DIRECTION —
From the line with "Annotate the stone paving" to the final line of the records, reproduce every line exactly and only those lines.

## begin STORED ROWS

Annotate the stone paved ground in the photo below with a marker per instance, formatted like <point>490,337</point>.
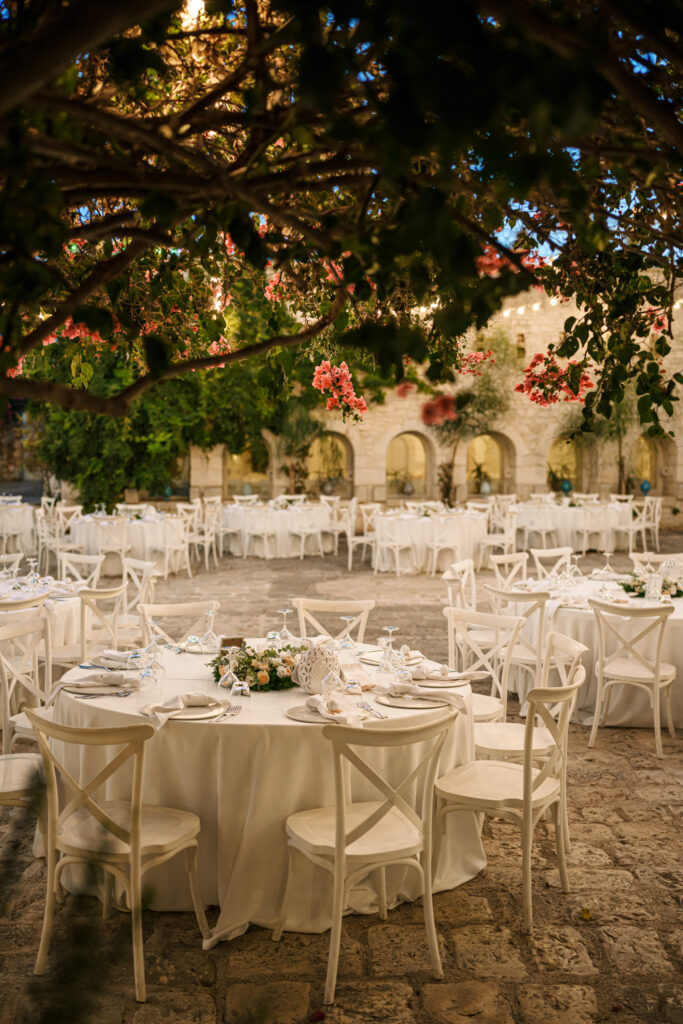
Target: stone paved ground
<point>611,950</point>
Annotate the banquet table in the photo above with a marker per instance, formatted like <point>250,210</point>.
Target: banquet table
<point>568,521</point>
<point>244,776</point>
<point>142,535</point>
<point>569,613</point>
<point>261,518</point>
<point>17,518</point>
<point>62,607</point>
<point>465,529</point>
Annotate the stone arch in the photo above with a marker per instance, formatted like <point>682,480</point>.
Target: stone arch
<point>331,464</point>
<point>410,465</point>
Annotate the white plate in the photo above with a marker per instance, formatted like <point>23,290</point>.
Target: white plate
<point>411,701</point>
<point>197,714</point>
<point>376,658</point>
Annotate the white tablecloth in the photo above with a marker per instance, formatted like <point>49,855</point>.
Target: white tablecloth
<point>244,776</point>
<point>464,529</point>
<point>142,536</point>
<point>568,522</point>
<point>282,521</point>
<point>629,706</point>
<point>17,518</point>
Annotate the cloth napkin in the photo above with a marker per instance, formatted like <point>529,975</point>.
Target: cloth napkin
<point>400,689</point>
<point>317,704</point>
<point>172,707</point>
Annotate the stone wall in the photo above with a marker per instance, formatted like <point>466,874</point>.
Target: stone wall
<point>525,434</point>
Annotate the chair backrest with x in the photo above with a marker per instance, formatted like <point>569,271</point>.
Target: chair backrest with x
<point>462,573</point>
<point>150,613</point>
<point>507,568</point>
<point>20,643</point>
<point>140,577</point>
<point>465,631</point>
<point>100,607</point>
<point>305,606</point>
<point>413,797</point>
<point>81,567</point>
<point>616,626</point>
<point>553,707</point>
<point>67,796</point>
<point>550,561</point>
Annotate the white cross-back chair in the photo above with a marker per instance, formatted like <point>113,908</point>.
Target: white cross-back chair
<point>12,560</point>
<point>173,545</point>
<point>124,838</point>
<point>442,540</point>
<point>540,522</point>
<point>508,568</point>
<point>151,612</point>
<point>465,630</point>
<point>551,561</point>
<point>519,793</point>
<point>85,568</point>
<point>366,540</point>
<point>353,840</point>
<point>460,580</point>
<point>305,606</point>
<point>24,644</point>
<point>527,651</point>
<point>388,541</point>
<point>505,740</point>
<point>630,654</point>
<point>635,527</point>
<point>99,625</point>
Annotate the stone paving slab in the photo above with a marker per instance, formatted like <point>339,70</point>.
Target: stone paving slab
<point>609,950</point>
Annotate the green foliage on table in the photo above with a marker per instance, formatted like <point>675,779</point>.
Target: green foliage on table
<point>269,669</point>
<point>637,585</point>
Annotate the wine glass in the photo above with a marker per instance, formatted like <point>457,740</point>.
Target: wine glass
<point>285,637</point>
<point>210,641</point>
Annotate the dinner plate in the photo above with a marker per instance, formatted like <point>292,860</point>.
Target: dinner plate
<point>375,658</point>
<point>411,701</point>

## end STORED ROWS

RESULT BELOW —
Annotate the stone paving slab in the photo above with a marker per instance, formatted like <point>339,70</point>.
Target: stone paving slab
<point>609,950</point>
Annotate the green foliage on table in the photo above with a marker per instance, formatted like <point>675,779</point>.
Target: green foliage on table
<point>269,669</point>
<point>637,585</point>
Annotate the wine glass in the photo above with a marker per instance, formatted like <point>457,740</point>.
Target: wine glass
<point>285,637</point>
<point>210,641</point>
Annotate the dinner plate in the photo above with a marker per instance, formatted like <point>292,860</point>.
Target: dinner plate
<point>375,658</point>
<point>411,701</point>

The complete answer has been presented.